§ Quoted passage:
— start —
Abominable Science!

Ever since I was a tiny BookGwen I have loved and been scared by the unusual. If I really probed and peeled back the layers of memory I could lay the blame for this at the feet of two things, The Dadster taking the toddler me to see JAWS (it was the 70s and he was bored at home) and Leonard Nimoy’s In Search Of… and maybe that friend of The Dadster who BELIEVED BELIEVED in all the stuff. The one who brought over books on aliens, Bigfoot and the Loch Ness Monster. And wait…one more thing…the Time-Life book series Mysteries of the Unknown. 

So as an adult, <full disclosure with head hung in shame> yes, I watched Monster Quest, Mystery Quest, Is It Real? and read some of the books. But I never stomped around the woods or haunted the shores looking for things. First off: you don’t get this vampire pasty going outside. And second: outside is full of bugs and wind and nature… <shudders> And as I aged and learned more, I grew more skeptical.
— end —
§ Exercise set:
A: Repeat the Abominable Science! post from "So as an adult, <full" to "grew more skeptical.".
B: Answer these questions using the Abominable Science! post:
(i) Which film did The Dadster take the writer to see as a toddler?
(ii) What is the name of the Time-Life book series mentioned?
(iii) What did the writer grow as they aged and learned more?
C: Decide whether each statement agrees with the Abominable Science! post. Answer yes or no, and quote the words that settle it.
(i) As an adult, the writer went searching the woods for strange creatures.
(ii) A friend of The Dadster brought over books on the Loch Ness Monster.
(iii) The writer watched Monster Quest.

§ Stored data:
— start —
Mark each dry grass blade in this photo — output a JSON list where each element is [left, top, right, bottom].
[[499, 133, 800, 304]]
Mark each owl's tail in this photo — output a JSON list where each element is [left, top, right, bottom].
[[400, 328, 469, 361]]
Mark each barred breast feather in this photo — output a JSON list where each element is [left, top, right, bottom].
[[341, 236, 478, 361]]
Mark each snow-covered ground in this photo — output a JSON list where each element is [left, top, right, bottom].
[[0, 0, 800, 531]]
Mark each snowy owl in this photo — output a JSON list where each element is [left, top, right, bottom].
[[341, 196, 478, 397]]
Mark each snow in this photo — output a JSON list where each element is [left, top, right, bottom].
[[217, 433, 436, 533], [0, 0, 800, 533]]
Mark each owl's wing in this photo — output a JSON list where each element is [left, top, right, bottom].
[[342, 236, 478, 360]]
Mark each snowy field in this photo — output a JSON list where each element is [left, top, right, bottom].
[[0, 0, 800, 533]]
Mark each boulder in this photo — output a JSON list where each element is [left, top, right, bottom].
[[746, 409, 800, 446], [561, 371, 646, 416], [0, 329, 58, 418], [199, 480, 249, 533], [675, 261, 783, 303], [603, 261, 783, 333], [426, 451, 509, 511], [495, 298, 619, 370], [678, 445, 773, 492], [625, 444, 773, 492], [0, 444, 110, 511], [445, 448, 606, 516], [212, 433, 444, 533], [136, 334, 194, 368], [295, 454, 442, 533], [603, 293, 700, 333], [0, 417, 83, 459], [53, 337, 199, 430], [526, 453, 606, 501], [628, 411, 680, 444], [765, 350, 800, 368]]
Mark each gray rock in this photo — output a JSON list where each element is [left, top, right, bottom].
— end —
— start —
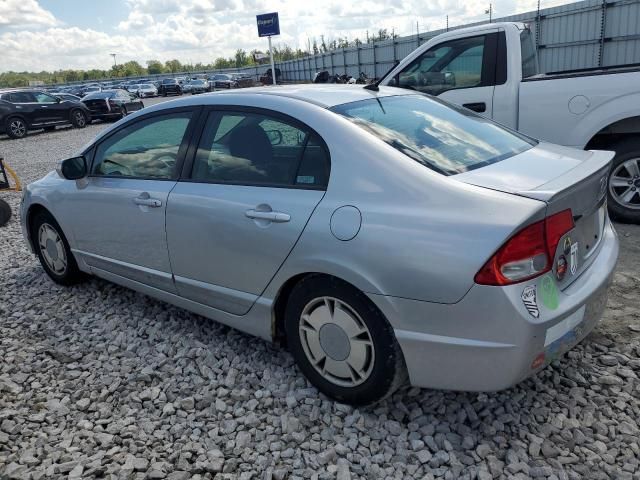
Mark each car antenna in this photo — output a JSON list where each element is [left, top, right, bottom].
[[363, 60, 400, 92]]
— end —
— start —
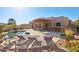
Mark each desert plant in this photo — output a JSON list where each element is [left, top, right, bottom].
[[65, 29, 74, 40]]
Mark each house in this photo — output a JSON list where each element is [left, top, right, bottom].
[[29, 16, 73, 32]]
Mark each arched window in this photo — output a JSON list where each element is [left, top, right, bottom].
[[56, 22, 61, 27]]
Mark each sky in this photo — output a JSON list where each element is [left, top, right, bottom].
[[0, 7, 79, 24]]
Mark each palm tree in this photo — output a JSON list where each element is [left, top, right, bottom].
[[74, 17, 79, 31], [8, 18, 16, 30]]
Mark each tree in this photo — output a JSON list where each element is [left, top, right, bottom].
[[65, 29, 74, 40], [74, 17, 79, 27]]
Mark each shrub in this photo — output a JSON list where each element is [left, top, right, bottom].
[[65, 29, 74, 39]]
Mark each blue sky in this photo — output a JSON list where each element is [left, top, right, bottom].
— end —
§ Final results:
A:
So as an adult, <full disclosure with head hung in shame> yes, I watched Monster Quest, Mystery Quest, Is It Real? and read some of the books. But I never stomped around the woods or haunted the shores looking for things. First off: you don’t get this vampire pasty going outside. And second: outside is full of bugs and wind and nature… <shudders> And as I aged and learned more, I grew more skeptical.

B:
(i) JAWS
(ii) Mysteries of the Unknown
(iii) More skeptical

C:
(i) No: "But I never stomped around the woods or haunted the shores looking for things."
(ii) Yes: "The one who brought over books on aliens, Bigfoot and the Loch Ness Monster."
(iii) Yes: "yes, I watched Monster Quest, Mystery Quest, Is It Real? and read some of the books."